▸ **Items**:
= = = = =

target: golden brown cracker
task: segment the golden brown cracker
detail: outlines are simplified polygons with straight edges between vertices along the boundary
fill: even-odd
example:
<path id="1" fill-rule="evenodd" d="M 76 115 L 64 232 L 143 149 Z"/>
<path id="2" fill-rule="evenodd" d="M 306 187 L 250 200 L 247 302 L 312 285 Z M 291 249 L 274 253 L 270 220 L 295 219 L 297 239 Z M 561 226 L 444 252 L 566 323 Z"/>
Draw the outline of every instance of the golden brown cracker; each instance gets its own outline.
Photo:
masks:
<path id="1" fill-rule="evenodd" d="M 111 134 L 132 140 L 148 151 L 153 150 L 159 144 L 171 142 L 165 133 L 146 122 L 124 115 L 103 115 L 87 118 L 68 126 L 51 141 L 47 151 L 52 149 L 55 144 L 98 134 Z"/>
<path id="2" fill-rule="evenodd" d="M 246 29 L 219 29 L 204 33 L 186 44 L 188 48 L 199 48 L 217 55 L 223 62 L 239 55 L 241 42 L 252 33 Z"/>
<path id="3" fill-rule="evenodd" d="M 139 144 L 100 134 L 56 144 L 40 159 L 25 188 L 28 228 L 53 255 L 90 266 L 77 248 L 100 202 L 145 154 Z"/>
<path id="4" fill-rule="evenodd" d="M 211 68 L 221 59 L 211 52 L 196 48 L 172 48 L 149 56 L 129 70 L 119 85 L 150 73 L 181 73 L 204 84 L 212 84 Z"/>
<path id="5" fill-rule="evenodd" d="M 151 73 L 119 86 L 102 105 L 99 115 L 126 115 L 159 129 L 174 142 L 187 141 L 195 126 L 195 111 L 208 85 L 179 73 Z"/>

= = = = =

▸ **Short task**: Each line in the material above must be retyped without alteration.

▸ **Solution to the exercise**:
target: golden brown cracker
task: segment the golden brown cracker
detail: outlines are simplified polygons with straight edges between vertices along the boundary
fill: even-odd
example:
<path id="1" fill-rule="evenodd" d="M 76 115 L 64 232 L 143 149 Z"/>
<path id="2" fill-rule="evenodd" d="M 306 187 L 250 200 L 247 302 L 312 285 Z M 291 249 L 274 253 L 270 220 L 295 219 L 297 239 Z M 561 226 L 444 252 L 566 323 Z"/>
Draw the outline of every instance of the golden brown cracker; each instance gets its own outline.
Photo:
masks:
<path id="1" fill-rule="evenodd" d="M 111 134 L 132 140 L 148 151 L 153 150 L 159 144 L 171 142 L 165 133 L 146 122 L 124 115 L 103 115 L 87 118 L 68 126 L 51 141 L 47 151 L 52 149 L 55 144 L 98 134 Z"/>
<path id="2" fill-rule="evenodd" d="M 246 29 L 219 29 L 204 33 L 186 44 L 188 48 L 199 48 L 217 55 L 223 62 L 239 55 L 241 42 L 252 33 Z"/>
<path id="3" fill-rule="evenodd" d="M 139 144 L 100 134 L 56 144 L 40 159 L 25 188 L 28 228 L 53 255 L 90 266 L 77 248 L 100 202 L 145 154 Z"/>
<path id="4" fill-rule="evenodd" d="M 211 68 L 221 59 L 211 52 L 196 48 L 172 48 L 149 56 L 129 70 L 119 85 L 150 73 L 181 73 L 204 84 L 212 84 Z"/>
<path id="5" fill-rule="evenodd" d="M 151 73 L 119 86 L 102 105 L 99 115 L 126 115 L 159 129 L 174 142 L 187 141 L 195 126 L 195 111 L 208 85 L 179 73 Z"/>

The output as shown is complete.